-- START OF Record extracts --

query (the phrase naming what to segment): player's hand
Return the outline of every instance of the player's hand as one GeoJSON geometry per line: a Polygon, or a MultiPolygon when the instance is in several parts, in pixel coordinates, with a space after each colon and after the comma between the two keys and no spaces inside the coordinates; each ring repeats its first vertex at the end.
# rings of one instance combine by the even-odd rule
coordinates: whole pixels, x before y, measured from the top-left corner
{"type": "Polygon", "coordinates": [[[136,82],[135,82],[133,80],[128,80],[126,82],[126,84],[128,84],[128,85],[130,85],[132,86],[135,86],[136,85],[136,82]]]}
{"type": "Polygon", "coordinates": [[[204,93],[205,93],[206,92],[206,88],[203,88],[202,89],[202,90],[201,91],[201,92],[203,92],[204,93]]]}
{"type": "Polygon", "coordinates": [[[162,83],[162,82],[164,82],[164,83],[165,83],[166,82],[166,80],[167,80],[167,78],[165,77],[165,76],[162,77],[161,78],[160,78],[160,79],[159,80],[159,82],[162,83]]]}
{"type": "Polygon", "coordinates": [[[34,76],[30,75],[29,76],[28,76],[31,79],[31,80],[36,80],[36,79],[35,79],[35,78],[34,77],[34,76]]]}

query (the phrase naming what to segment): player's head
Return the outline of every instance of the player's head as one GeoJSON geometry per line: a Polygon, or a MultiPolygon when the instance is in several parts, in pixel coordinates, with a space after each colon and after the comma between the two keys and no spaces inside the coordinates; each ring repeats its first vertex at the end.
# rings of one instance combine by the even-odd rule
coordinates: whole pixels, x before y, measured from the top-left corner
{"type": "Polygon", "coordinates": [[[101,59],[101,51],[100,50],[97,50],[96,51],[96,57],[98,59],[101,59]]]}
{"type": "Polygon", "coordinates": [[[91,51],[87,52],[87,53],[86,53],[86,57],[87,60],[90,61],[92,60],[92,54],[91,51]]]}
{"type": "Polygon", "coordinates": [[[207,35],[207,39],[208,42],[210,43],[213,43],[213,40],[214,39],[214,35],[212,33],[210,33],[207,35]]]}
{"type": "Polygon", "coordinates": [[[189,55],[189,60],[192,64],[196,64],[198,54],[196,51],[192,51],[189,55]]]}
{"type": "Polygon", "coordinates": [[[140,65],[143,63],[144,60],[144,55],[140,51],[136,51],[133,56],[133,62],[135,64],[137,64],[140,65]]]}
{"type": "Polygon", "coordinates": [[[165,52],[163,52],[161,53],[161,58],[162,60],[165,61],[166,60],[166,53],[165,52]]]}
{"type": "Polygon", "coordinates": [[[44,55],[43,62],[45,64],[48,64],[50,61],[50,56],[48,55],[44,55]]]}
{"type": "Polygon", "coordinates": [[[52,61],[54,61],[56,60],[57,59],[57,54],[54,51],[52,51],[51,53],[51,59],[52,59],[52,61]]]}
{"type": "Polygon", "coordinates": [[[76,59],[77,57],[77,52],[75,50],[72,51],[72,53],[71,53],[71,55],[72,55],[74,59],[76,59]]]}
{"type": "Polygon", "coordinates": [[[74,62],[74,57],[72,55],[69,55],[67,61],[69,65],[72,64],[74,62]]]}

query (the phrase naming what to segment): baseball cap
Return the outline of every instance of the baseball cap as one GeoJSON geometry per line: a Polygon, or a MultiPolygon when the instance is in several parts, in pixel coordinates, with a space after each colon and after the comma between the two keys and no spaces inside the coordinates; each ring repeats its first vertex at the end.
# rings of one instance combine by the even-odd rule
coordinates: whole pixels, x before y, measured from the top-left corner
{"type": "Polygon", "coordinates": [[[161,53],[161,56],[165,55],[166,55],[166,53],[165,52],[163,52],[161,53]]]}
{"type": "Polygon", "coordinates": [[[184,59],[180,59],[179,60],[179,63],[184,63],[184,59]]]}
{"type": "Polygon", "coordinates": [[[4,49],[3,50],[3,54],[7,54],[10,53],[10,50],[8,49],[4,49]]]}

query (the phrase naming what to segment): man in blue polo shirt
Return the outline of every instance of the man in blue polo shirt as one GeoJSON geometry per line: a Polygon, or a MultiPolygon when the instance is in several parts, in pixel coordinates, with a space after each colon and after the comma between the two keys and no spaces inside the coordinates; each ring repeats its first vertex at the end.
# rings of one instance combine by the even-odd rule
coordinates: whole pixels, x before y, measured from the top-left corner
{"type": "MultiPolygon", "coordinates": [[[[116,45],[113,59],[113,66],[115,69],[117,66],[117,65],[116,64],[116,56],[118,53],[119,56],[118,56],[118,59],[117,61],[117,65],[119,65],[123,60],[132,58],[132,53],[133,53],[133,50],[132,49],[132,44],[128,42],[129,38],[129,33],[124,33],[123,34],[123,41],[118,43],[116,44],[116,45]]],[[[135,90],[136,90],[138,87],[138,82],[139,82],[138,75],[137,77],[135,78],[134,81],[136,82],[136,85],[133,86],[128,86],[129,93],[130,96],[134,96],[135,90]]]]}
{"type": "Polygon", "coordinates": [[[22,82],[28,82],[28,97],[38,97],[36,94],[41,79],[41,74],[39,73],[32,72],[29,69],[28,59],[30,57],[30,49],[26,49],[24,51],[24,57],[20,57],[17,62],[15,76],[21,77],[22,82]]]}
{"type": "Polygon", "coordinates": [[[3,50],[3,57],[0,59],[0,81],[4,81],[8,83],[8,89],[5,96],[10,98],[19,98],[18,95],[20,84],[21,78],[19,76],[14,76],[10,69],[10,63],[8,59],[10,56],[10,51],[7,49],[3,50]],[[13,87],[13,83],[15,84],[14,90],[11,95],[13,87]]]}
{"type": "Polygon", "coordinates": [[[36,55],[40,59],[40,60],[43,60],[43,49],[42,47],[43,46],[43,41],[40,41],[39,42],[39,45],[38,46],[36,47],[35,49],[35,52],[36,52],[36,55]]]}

-- END OF Record extracts --

• Problem to work on: Copy every one of the entries above word for word, with nothing changed.

• Answer in full:
query (the phrase naming what to segment): player's hand
Return the outline of every instance of the player's hand as one GeoJSON geometry per line: a Polygon, or a MultiPolygon when the instance is in several parts, in pixel coordinates, with a space after each colon and after the comma between the two keys and no spaces inside the coordinates; each ring repeats its first vertex at the end.
# rings of one instance combine by the even-odd rule
coordinates: whole pixels, x before y, measured from the top-left corner
{"type": "Polygon", "coordinates": [[[136,82],[135,82],[133,80],[128,80],[126,82],[126,84],[128,84],[128,85],[130,85],[132,86],[135,86],[136,85],[136,82]]]}
{"type": "Polygon", "coordinates": [[[204,93],[205,93],[206,92],[206,88],[203,88],[202,89],[202,90],[201,91],[201,92],[203,92],[204,93]]]}
{"type": "Polygon", "coordinates": [[[162,83],[162,82],[164,82],[164,83],[165,83],[166,82],[166,80],[167,80],[167,78],[165,77],[165,76],[162,77],[161,78],[160,78],[160,79],[159,80],[159,82],[162,83]]]}
{"type": "Polygon", "coordinates": [[[34,76],[30,75],[29,76],[28,76],[31,79],[31,80],[36,80],[36,79],[35,79],[35,78],[34,77],[34,76]]]}

query (the phrase naming what to segment): player's head
Return the outline of every instance of the player's head as one GeoJSON geometry per line: a Polygon, or a MultiPolygon when the instance is in several parts, in pixel coordinates, with a space after each colon and after the comma between the two keys and no spaces inside the coordinates; each ring repeats its first vertex at the end.
# rings of one instance combine by the even-odd rule
coordinates: whole pixels, x before y, measured from the top-left corner
{"type": "Polygon", "coordinates": [[[101,59],[101,51],[100,50],[97,50],[96,51],[96,57],[98,59],[101,59]]]}
{"type": "Polygon", "coordinates": [[[91,51],[87,52],[87,53],[86,53],[86,57],[87,60],[90,61],[92,60],[92,54],[91,51]]]}
{"type": "Polygon", "coordinates": [[[207,35],[207,39],[208,42],[210,43],[213,43],[213,40],[214,39],[214,35],[212,33],[210,33],[207,35]]]}
{"type": "Polygon", "coordinates": [[[189,55],[189,60],[192,64],[196,64],[198,54],[196,51],[192,51],[189,55]]]}
{"type": "Polygon", "coordinates": [[[140,65],[143,63],[144,60],[144,55],[140,51],[136,51],[133,56],[133,62],[135,64],[137,64],[140,65]]]}
{"type": "Polygon", "coordinates": [[[165,52],[163,52],[161,53],[161,58],[162,60],[165,61],[166,60],[166,53],[165,52]]]}
{"type": "Polygon", "coordinates": [[[44,55],[43,62],[45,64],[48,64],[50,61],[50,56],[48,55],[44,55]]]}
{"type": "Polygon", "coordinates": [[[52,61],[54,61],[56,60],[57,59],[57,54],[54,51],[52,51],[51,53],[51,59],[52,59],[52,61]]]}
{"type": "Polygon", "coordinates": [[[76,59],[77,57],[77,52],[75,50],[72,51],[72,53],[71,53],[71,55],[72,55],[74,59],[76,59]]]}
{"type": "Polygon", "coordinates": [[[74,62],[74,57],[72,55],[69,55],[67,61],[69,65],[72,64],[74,62]]]}

query (the phrase naming what to segment): baseball cap
Return the outline of every instance of the baseball cap as one GeoJSON geometry per line: a Polygon, or a MultiPolygon when the instance is in several parts, in pixel coordinates, with a space after each colon and after the comma between the two keys and no spaces inside the coordinates; each ring repeats its first vertex at the end.
# rings of one instance combine by the even-odd rule
coordinates: whole pixels, x before y, measured from the top-left corner
{"type": "Polygon", "coordinates": [[[161,53],[161,56],[165,55],[166,55],[166,53],[165,52],[163,52],[161,53]]]}
{"type": "Polygon", "coordinates": [[[184,59],[180,59],[179,60],[179,63],[184,63],[184,59]]]}
{"type": "Polygon", "coordinates": [[[4,49],[3,50],[3,54],[7,54],[10,53],[10,50],[8,49],[4,49]]]}

query (the phrase naming what to segment): man in blue polo shirt
Return the outline of every instance of the man in blue polo shirt as one GeoJSON geometry per line: a Polygon, or a MultiPolygon when the instance is in several parts, in pixel coordinates, with a space after each colon and after the comma between the two keys and no spaces inside the coordinates; each ring repeats its first vertex at the end.
# rings of one instance combine by the even-odd rule
coordinates: whole pixels, x before y, measured from the top-left corner
{"type": "MultiPolygon", "coordinates": [[[[116,45],[113,59],[113,66],[115,69],[117,66],[117,65],[116,64],[116,56],[118,53],[119,56],[118,56],[118,59],[117,61],[117,65],[119,65],[123,60],[132,58],[132,53],[133,53],[133,50],[132,49],[132,44],[128,42],[129,38],[129,33],[124,33],[123,34],[123,41],[118,43],[116,44],[116,45]]],[[[135,90],[136,90],[138,87],[138,82],[139,82],[138,75],[137,77],[135,78],[134,81],[136,82],[136,85],[133,86],[128,86],[129,93],[130,96],[134,96],[135,90]]]]}
{"type": "Polygon", "coordinates": [[[22,82],[28,82],[28,97],[38,97],[36,94],[41,79],[41,74],[39,73],[32,72],[29,69],[28,59],[30,57],[30,49],[26,49],[24,51],[24,57],[20,57],[17,62],[15,76],[21,77],[22,82]]]}
{"type": "Polygon", "coordinates": [[[3,50],[3,57],[0,59],[0,81],[4,81],[8,83],[8,89],[5,96],[10,98],[19,98],[18,95],[20,84],[21,78],[19,76],[14,76],[10,69],[10,63],[8,59],[10,56],[10,51],[7,49],[3,50]],[[13,87],[13,83],[15,84],[14,90],[11,95],[13,87]]]}
{"type": "Polygon", "coordinates": [[[36,55],[40,59],[40,60],[43,60],[43,49],[42,47],[43,46],[43,41],[40,41],[39,42],[39,45],[38,46],[36,47],[35,49],[35,52],[36,52],[36,55]]]}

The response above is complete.